■ Selected excerpt:
American Baptist minister

Rev. Robert Salle James (July 17, 1818 – August 18, 1850) was an American Baptist minister and one of the founders of William Jewell College in 1849 in Liberty, Missouri. He was the father of the outlaws Frank and Jesse James.

==Biography==
Robert Salle James was born near Big Whippoorwill Creek at Lickskillet, Logan County, Kentucky. He was the son of John M. James (1775–1827) and Mary "Polly" James (née Poor). Through his mother Robert was a descendant of Jamestowne Society qualifying ancestor Dr. John Woodson. Woodson, an Oxford-educated surgeon, arrived at Jamestown, Virginia in April 1619 from Devon in the service of Colony of Virginia Governor George Yeardley. Robert's maternal grandfather Robert Poor served as a Cornet (military rank) in the Revolutionary War.

Robert married Zerelda Cole on December 28, 1841. His children were Alexander Franklin, Robert, Jesse and Susan Lavenia. He attended Georgetown College in Georgetown, Kentucky, graduating in 1843 with honors and a Bachelor of Arts. The family soon relocated to Clay County, Missouri, where Zerelda's mother and stepfather were living, but Robert commuted back to Kentucky and eventually received a Master of Arts from Georgetown. He was considered a gifted student and a skilled orator.

■ Record set:
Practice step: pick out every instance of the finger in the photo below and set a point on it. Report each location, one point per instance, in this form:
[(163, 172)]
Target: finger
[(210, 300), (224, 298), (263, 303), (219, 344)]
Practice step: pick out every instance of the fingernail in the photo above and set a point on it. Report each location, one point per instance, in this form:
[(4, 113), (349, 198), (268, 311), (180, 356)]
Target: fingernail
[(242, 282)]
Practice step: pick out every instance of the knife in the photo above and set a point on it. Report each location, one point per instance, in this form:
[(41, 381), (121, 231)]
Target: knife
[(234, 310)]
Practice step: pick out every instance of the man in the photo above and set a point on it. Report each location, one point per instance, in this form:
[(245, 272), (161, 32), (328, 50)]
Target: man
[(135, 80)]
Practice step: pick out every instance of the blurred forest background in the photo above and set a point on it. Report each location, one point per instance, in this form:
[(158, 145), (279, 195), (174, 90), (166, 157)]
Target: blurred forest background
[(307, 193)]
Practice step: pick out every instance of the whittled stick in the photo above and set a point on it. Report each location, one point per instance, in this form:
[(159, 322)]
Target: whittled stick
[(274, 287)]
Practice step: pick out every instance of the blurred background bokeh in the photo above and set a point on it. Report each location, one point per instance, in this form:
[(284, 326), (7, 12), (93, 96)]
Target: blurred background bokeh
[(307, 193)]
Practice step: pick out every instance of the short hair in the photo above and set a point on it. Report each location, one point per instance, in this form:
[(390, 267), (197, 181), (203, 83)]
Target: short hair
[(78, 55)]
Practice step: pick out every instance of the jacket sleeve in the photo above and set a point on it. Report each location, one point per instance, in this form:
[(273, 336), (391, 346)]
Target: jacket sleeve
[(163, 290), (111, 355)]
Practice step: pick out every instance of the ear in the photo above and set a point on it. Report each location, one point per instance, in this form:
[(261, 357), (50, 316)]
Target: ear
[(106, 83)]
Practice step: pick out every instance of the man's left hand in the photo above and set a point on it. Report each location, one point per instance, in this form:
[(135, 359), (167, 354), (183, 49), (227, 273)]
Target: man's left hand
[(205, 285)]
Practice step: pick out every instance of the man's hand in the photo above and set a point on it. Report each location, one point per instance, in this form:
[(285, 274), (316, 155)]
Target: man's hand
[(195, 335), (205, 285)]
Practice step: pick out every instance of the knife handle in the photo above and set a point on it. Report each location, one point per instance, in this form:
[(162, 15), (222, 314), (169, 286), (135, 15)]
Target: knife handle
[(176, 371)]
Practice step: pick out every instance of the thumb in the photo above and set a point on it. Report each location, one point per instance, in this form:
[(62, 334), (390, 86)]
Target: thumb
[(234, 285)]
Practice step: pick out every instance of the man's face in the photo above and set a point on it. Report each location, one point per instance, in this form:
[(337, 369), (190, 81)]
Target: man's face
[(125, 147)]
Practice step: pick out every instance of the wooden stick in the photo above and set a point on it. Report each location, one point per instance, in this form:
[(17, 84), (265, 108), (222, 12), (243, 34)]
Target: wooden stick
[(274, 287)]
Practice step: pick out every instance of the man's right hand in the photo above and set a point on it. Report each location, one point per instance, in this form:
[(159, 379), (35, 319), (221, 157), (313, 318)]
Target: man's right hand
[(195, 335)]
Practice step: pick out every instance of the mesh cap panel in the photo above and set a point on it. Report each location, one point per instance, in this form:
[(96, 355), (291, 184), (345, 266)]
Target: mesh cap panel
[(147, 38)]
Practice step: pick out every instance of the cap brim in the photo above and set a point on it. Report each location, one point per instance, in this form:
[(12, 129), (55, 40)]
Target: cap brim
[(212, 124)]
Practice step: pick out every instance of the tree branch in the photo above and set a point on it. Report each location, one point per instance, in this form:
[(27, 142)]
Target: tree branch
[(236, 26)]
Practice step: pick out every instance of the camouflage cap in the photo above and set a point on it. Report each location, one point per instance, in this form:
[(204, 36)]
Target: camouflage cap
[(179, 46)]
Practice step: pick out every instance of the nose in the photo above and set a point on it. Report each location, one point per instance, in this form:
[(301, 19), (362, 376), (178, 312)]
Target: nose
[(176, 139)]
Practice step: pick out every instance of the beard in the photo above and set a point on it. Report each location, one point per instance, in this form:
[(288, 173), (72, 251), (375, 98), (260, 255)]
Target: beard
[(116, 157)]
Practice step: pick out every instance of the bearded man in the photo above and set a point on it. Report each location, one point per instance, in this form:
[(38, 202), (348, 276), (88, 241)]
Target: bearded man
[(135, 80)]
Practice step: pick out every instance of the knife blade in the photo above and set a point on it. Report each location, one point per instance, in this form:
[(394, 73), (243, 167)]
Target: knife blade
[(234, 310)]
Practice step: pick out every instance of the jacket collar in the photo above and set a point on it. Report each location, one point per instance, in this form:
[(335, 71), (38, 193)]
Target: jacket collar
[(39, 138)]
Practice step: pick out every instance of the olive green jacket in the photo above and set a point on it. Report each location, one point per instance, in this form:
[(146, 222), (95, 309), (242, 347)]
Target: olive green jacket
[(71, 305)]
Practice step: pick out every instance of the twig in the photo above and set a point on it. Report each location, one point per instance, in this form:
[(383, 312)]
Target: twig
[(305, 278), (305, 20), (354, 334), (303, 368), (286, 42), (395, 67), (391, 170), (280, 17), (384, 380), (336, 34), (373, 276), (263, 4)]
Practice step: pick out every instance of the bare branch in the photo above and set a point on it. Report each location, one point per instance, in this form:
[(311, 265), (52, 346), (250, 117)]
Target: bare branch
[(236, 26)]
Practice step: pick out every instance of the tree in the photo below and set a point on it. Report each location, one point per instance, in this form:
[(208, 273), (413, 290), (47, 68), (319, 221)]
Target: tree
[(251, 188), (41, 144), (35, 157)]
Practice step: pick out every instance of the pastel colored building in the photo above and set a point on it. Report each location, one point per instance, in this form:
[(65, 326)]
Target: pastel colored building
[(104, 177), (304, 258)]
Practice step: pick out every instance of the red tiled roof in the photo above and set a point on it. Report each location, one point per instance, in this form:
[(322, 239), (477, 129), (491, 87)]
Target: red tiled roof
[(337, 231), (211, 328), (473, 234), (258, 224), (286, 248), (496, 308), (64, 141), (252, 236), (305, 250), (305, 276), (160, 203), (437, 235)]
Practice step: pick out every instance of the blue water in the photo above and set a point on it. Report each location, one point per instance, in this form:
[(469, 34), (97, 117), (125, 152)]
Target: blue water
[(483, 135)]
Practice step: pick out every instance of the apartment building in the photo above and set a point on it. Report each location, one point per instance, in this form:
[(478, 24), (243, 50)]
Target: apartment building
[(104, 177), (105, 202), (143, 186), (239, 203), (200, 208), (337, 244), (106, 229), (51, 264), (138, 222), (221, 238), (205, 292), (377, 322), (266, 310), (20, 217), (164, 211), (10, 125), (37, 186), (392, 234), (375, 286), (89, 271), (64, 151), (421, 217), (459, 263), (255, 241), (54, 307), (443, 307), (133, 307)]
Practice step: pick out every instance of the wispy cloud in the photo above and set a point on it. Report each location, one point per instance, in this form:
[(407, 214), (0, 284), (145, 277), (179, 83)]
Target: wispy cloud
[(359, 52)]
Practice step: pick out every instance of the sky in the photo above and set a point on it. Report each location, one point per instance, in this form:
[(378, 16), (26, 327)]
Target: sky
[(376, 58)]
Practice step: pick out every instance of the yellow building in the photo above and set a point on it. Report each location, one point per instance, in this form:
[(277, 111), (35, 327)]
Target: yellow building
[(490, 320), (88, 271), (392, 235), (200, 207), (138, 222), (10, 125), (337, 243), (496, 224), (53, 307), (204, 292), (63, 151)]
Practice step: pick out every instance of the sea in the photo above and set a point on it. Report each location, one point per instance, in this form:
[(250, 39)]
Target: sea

■ Your objective:
List the children of Robert Salle James as the text on him names them. The entries play no part in this work.

■ Answer section:
Alexander Franklin
Robert
Jesse
Susan Lavenia